From the records below, return every line containing the word "frame".

__SOURCE INFORMATION__.
────────

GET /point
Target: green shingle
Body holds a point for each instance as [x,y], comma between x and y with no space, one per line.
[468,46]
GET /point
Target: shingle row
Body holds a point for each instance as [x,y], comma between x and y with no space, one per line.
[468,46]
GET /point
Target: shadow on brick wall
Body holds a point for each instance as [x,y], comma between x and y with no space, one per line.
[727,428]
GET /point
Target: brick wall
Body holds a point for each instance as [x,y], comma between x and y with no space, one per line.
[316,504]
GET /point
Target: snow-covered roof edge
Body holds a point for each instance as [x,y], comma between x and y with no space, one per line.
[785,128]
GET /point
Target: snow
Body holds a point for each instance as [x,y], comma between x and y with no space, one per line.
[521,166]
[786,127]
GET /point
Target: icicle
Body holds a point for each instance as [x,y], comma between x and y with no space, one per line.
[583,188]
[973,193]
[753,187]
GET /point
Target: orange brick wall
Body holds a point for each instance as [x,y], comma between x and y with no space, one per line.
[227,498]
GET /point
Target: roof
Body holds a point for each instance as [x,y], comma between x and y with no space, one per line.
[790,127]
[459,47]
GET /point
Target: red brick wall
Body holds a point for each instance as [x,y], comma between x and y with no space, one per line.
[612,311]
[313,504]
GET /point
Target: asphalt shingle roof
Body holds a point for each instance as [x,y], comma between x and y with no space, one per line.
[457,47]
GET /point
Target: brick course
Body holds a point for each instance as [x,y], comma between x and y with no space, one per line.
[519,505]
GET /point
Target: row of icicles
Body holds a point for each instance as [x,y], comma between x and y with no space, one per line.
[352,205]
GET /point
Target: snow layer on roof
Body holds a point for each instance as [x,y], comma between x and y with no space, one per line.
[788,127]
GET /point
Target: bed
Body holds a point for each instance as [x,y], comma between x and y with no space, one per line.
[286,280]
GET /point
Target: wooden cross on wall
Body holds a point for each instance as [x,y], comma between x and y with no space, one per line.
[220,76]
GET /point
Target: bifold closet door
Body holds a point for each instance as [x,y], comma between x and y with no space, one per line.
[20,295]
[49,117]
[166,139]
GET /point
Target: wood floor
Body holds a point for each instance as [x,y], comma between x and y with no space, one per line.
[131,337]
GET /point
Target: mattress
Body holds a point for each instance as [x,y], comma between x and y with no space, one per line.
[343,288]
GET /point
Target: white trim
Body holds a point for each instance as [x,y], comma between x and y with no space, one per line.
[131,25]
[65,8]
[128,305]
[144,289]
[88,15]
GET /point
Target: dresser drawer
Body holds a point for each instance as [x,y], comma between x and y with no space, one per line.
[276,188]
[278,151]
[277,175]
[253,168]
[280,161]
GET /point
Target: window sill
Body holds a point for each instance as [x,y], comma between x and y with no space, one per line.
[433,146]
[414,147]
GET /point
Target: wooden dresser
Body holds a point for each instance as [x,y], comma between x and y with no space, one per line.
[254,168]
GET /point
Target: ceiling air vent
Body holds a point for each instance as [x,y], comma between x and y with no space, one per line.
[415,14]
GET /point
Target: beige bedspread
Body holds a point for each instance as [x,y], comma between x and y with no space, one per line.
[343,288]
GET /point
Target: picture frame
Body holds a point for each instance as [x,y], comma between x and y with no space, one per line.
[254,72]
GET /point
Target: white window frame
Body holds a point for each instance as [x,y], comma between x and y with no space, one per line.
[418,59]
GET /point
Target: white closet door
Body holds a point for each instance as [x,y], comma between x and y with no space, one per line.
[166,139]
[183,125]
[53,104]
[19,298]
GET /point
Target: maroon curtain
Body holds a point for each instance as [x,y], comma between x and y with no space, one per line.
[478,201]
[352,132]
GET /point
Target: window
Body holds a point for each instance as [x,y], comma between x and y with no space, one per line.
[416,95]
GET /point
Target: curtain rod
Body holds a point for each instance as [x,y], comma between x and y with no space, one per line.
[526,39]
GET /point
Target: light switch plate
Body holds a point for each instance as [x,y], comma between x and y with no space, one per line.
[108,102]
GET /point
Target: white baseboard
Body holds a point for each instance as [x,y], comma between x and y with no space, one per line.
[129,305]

────────

__TASK OUTPUT__.
Target: picture frame
Target: white window frame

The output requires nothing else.